╭──

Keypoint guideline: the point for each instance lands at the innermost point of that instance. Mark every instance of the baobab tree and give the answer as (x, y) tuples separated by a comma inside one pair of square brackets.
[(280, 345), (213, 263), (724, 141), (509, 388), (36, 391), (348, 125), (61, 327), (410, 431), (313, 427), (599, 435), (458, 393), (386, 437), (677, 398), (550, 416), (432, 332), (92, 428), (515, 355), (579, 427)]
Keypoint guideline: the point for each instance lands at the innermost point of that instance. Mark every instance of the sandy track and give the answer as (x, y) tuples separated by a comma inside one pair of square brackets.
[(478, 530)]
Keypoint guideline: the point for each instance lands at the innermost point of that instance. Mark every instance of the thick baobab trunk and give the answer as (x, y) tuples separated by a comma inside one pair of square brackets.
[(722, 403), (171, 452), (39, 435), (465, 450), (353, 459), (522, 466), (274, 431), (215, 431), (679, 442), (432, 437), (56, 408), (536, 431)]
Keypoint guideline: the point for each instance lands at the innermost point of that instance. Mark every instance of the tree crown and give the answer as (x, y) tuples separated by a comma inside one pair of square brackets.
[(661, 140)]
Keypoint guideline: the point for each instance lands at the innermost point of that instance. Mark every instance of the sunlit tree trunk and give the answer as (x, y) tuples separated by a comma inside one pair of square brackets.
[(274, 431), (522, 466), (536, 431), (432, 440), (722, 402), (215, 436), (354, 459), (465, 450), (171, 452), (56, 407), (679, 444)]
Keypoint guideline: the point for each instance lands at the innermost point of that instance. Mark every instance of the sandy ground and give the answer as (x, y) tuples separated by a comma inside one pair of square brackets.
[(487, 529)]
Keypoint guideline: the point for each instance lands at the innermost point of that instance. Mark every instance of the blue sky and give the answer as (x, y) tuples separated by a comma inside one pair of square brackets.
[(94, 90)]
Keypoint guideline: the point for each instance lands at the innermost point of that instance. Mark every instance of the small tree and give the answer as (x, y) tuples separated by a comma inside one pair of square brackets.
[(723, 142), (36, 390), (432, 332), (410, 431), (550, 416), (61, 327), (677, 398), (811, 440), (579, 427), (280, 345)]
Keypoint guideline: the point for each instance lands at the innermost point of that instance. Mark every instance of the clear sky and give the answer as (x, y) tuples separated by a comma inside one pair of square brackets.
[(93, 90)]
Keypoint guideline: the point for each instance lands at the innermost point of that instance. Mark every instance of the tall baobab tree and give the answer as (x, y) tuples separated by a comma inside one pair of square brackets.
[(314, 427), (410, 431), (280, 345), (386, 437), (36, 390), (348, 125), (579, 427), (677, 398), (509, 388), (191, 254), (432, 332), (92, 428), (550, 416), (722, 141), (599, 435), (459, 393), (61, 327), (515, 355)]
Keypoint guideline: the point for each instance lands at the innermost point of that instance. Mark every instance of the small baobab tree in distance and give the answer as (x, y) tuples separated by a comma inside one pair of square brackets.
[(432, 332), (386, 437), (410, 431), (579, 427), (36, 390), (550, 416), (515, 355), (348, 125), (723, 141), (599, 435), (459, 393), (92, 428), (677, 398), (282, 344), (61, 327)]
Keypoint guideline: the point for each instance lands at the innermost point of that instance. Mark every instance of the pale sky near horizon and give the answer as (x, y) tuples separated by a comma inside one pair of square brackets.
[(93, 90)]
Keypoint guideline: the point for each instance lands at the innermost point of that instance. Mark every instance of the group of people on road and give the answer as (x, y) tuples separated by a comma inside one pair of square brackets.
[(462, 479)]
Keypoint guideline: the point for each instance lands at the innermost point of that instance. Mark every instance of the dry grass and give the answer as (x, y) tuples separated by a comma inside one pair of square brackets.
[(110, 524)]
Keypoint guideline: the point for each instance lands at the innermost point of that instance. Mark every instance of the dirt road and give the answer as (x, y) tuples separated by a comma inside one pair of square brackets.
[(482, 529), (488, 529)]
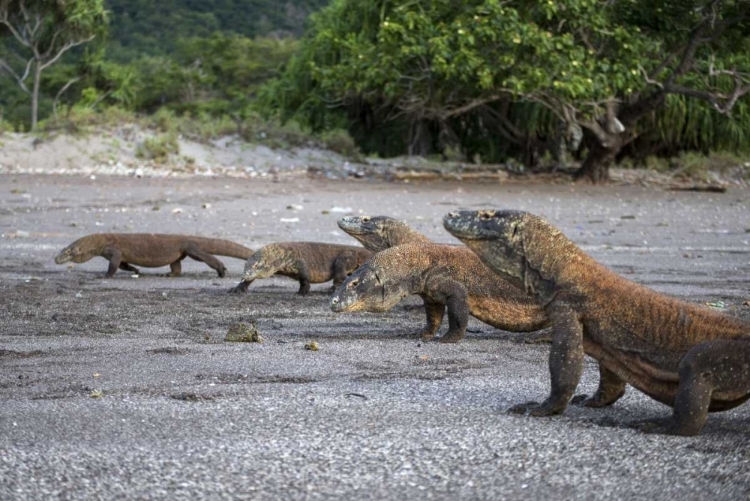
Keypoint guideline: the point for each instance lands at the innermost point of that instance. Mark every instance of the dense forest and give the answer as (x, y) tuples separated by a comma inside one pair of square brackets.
[(190, 55), (482, 80)]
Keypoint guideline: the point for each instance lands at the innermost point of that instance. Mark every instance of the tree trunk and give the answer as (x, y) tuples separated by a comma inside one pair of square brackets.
[(35, 95), (595, 168)]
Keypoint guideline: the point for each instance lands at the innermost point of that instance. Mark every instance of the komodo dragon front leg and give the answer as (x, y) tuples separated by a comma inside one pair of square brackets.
[(303, 275), (115, 259), (343, 266), (714, 366), (456, 300), (611, 388), (192, 250), (565, 362)]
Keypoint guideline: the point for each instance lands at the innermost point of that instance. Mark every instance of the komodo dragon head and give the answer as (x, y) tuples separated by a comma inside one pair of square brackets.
[(368, 289), (264, 263), (79, 251), (497, 237), (377, 233)]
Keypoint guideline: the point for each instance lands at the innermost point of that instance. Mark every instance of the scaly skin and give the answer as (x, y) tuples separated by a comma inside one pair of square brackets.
[(307, 262), (378, 233), (686, 356), (123, 250), (445, 276)]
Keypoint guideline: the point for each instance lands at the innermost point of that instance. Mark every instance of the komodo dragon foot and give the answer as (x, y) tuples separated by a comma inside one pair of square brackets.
[(666, 426)]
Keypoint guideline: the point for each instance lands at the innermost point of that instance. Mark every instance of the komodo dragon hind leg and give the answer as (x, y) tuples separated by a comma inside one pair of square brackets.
[(435, 313), (130, 268), (457, 304), (114, 256), (709, 368), (196, 253), (611, 388)]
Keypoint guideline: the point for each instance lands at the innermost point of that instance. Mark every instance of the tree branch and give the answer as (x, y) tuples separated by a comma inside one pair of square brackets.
[(65, 48)]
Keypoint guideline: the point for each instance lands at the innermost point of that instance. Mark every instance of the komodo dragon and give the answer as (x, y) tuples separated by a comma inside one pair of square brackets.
[(378, 233), (683, 355), (443, 276), (308, 262), (513, 311), (151, 250)]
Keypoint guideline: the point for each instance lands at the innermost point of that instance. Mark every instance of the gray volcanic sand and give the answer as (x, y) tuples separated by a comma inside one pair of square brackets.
[(375, 414)]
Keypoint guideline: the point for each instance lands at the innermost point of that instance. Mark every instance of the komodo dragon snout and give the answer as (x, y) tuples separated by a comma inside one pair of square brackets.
[(365, 291), (355, 225), (71, 253), (500, 231), (260, 266)]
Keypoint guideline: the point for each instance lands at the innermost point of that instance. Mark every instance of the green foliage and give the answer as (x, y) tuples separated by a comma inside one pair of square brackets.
[(492, 75), (29, 47), (158, 148), (144, 27)]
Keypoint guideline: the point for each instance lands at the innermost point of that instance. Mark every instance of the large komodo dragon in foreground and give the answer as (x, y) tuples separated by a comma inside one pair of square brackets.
[(308, 262), (683, 355), (449, 276), (151, 250)]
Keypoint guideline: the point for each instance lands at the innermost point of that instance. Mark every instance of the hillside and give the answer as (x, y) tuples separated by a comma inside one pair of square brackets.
[(143, 27)]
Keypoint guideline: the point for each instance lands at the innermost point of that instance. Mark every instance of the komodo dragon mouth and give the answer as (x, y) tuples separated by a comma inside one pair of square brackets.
[(356, 225)]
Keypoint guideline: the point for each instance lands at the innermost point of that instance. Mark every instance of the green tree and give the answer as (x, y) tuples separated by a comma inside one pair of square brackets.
[(45, 30), (600, 66)]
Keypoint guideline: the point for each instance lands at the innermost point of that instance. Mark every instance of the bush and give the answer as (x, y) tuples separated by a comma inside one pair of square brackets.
[(158, 148), (341, 142)]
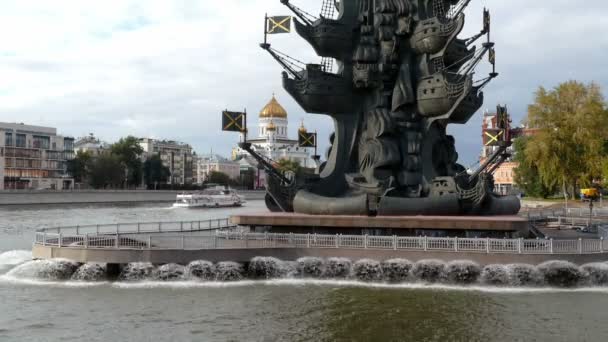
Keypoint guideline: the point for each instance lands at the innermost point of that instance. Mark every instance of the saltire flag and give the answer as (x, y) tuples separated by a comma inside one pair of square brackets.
[(233, 121), (493, 137), (486, 20), (279, 24), (492, 56), (306, 139)]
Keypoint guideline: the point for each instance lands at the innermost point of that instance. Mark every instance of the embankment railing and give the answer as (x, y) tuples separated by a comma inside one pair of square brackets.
[(141, 227), (236, 240)]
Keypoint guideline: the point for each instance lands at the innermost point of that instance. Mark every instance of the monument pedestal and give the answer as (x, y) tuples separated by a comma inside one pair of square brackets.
[(454, 226)]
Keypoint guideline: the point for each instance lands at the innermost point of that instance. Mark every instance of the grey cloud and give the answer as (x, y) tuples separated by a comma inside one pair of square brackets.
[(172, 76)]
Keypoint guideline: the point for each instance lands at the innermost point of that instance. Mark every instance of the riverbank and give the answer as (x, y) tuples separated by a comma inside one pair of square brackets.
[(16, 198)]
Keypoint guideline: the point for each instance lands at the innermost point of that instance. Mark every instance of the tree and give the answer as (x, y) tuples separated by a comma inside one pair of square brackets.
[(568, 149), (247, 180), (155, 172), (106, 171), (526, 174), (288, 165), (216, 177), (78, 167), (129, 153)]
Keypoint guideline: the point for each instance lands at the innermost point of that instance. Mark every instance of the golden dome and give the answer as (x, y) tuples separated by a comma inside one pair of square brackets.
[(271, 126), (273, 110)]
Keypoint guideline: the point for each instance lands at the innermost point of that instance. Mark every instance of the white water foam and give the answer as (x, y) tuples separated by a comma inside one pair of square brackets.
[(13, 280), (350, 284), (13, 258), (190, 284)]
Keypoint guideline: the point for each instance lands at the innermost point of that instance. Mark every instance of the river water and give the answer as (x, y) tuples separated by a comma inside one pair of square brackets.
[(269, 310)]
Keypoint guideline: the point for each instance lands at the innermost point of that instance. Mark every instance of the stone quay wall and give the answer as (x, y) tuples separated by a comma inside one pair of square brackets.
[(15, 198)]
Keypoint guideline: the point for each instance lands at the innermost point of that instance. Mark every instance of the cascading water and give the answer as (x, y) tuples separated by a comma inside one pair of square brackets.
[(137, 271), (170, 272), (561, 273), (266, 268), (229, 271), (393, 271), (462, 272), (428, 270), (201, 270), (310, 267), (367, 270), (597, 273), (495, 275), (56, 269), (12, 258), (396, 270), (337, 268), (524, 275), (91, 272)]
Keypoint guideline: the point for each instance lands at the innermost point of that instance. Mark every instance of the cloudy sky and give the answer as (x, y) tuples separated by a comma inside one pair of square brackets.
[(166, 69)]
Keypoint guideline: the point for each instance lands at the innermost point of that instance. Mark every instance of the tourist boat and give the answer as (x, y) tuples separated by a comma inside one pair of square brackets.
[(209, 198)]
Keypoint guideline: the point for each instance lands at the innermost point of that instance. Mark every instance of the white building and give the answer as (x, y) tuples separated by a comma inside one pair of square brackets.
[(175, 155), (34, 157), (209, 163), (2, 160), (273, 141), (90, 144)]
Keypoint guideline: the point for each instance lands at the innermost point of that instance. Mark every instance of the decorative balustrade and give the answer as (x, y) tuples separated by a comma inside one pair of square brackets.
[(142, 227), (235, 240)]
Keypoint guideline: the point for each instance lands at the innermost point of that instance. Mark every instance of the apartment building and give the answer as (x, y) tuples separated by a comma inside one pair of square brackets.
[(91, 144), (504, 175), (175, 155), (34, 157), (209, 163)]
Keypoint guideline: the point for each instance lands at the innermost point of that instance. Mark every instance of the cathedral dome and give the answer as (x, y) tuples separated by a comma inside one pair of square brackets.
[(273, 110), (271, 126)]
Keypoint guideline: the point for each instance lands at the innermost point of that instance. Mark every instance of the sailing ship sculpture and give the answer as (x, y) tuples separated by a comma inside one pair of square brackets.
[(403, 76)]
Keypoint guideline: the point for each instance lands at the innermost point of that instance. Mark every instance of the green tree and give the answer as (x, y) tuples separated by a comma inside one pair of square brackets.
[(288, 165), (526, 174), (106, 171), (78, 167), (568, 149), (247, 179), (129, 152), (155, 172), (220, 178)]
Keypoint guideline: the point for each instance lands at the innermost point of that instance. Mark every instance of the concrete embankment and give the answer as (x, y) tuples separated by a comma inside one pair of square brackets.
[(124, 256), (11, 198)]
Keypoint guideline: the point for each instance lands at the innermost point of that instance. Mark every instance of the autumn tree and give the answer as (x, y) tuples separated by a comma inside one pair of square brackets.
[(568, 150), (285, 165), (155, 172), (129, 152), (526, 174), (78, 167), (106, 171)]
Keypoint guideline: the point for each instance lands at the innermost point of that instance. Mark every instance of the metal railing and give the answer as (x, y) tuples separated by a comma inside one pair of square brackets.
[(141, 227), (236, 240)]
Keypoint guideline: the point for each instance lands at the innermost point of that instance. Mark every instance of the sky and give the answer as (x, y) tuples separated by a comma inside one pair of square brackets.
[(166, 69)]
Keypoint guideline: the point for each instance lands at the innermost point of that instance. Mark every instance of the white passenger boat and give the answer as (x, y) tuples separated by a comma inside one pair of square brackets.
[(209, 198)]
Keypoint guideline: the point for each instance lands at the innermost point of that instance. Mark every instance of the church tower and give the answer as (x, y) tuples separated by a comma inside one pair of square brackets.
[(273, 121)]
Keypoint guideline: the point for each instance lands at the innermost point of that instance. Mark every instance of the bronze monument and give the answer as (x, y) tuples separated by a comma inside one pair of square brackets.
[(403, 75)]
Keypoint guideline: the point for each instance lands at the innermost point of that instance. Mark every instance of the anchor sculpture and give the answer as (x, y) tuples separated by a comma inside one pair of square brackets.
[(403, 76)]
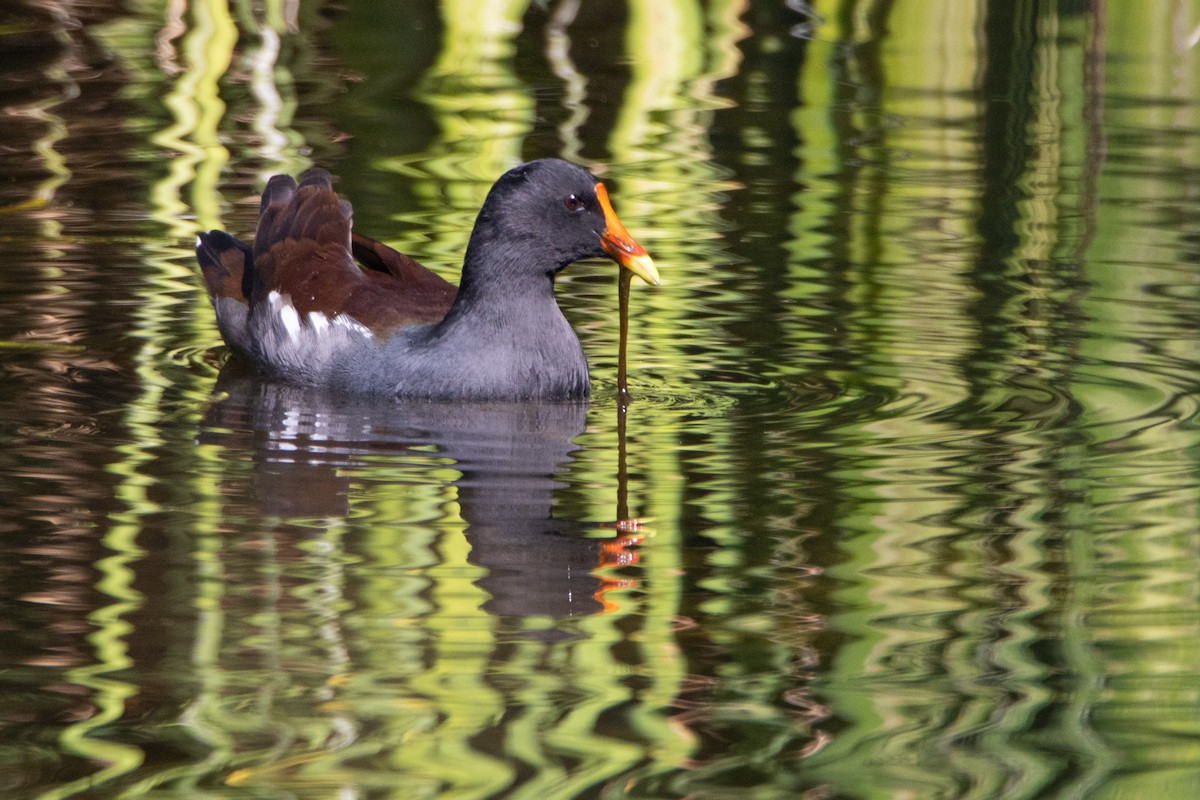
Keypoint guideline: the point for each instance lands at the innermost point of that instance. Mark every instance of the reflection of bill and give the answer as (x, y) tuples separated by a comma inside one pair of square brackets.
[(315, 452)]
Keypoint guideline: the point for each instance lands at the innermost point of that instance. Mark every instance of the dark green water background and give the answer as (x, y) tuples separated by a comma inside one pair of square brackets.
[(906, 504)]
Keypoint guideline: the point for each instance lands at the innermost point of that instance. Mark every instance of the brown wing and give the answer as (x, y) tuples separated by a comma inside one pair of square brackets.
[(305, 248)]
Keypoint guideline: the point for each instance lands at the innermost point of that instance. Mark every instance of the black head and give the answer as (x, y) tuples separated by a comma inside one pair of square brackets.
[(545, 214)]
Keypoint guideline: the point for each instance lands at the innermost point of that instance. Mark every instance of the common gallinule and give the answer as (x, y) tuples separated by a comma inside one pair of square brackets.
[(298, 307)]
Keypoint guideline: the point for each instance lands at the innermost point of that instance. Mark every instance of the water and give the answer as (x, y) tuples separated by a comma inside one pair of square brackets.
[(905, 505)]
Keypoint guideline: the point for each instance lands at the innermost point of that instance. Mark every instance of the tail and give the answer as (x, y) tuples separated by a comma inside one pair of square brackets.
[(228, 265)]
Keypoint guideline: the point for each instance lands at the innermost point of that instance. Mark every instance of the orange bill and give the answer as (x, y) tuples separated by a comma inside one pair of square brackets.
[(618, 244)]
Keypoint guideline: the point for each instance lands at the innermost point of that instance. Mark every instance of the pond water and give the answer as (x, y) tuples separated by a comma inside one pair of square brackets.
[(905, 505)]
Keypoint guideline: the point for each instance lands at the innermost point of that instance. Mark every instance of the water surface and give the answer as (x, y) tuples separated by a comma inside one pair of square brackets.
[(905, 505)]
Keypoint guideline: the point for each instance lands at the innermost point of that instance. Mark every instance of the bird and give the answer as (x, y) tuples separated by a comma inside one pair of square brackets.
[(315, 302)]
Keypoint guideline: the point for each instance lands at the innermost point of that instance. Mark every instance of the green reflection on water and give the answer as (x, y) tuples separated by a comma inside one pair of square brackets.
[(913, 435)]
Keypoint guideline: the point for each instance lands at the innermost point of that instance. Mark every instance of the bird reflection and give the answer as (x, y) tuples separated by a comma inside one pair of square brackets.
[(507, 456)]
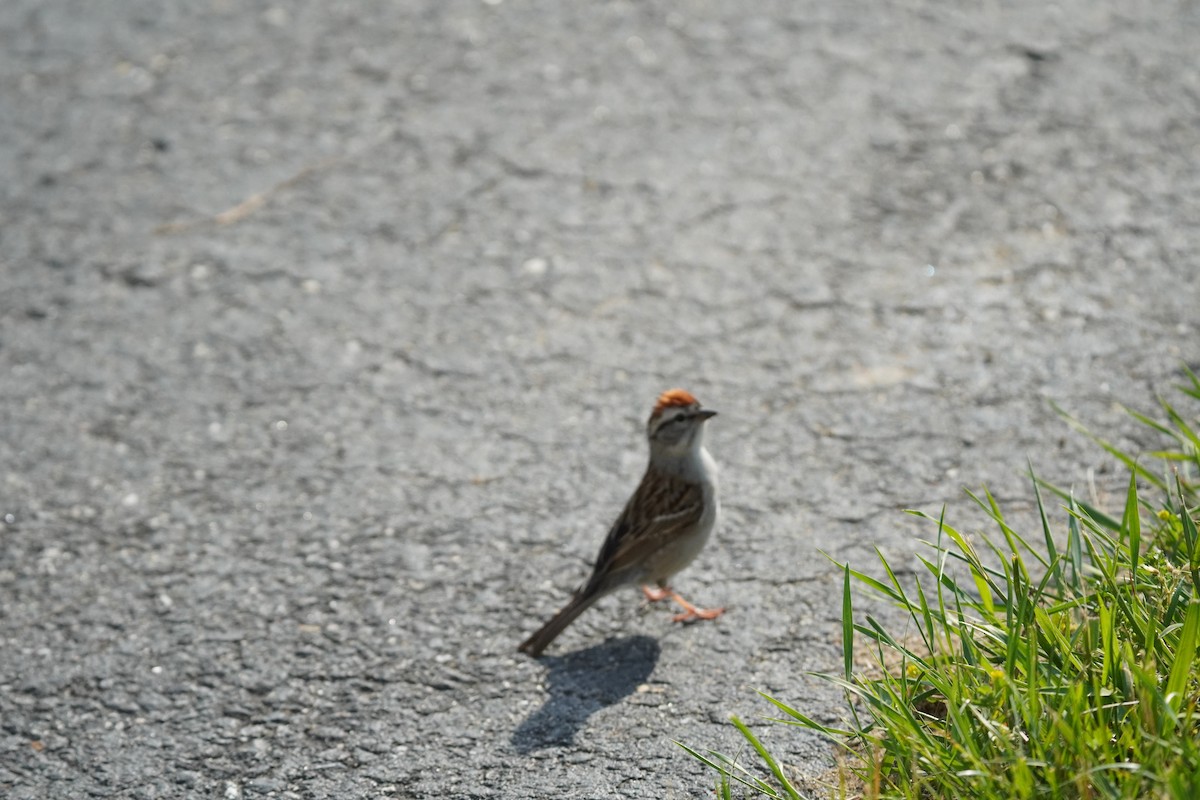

╰──

• [O que fazer]: Apresente, por favor, as linhas começando na que contém "the tree branch" e terminando na que contém "[(492, 75), (29, 47), (158, 148), (144, 27)]", ambas incluídas, como um CSV de duas colunas, texto e resposta. Coloque cada texto com sua resposta na mesma linha do CSV, com os campos entre aspas e as quebras de linha trocadas por espaços.

• [Solução]:
texto,resposta
"Keypoint guideline: the point for each instance lands at the innermost point of that instance. Mark every instance of the tree branch and give the answer as (x, y) tuples separated by a comma inside one pair of square brackets.","[(65, 48)]"
"Keypoint guideline: the point for each instance lands at the innermost point of that instance. Mark every instance of the komodo dragon and give the answer as (x, y) tuples separated by a comma inside one pair of square brackets.","[(378, 233), (683, 355), (443, 276), (308, 262), (513, 311), (151, 250)]"
"Keypoint guideline: the point for each instance lands at the innermost point of that instance. Mark every instance of the gray volcanic sand and give the answer as (x, y) tuples separated by a comma inside one pair of square brackets.","[(375, 414)]"
"Keypoint guideline: the point for each instance lands at the innermost point of that instance. Mark every instance of the komodo dragon snout and give the answer as (x, y) tuples separated by a comma inside one pair of square brackets.","[(365, 291), (355, 225), (71, 253), (500, 231), (260, 266)]"
"Keypoint guideline: the point for each instance lands at the innermost point of that instance. Mark every instance of the green foliage and give the answer as (x, y) tuples separated by a comma inside one pair of square brackets.","[(492, 75), (29, 47), (158, 148), (144, 27)]"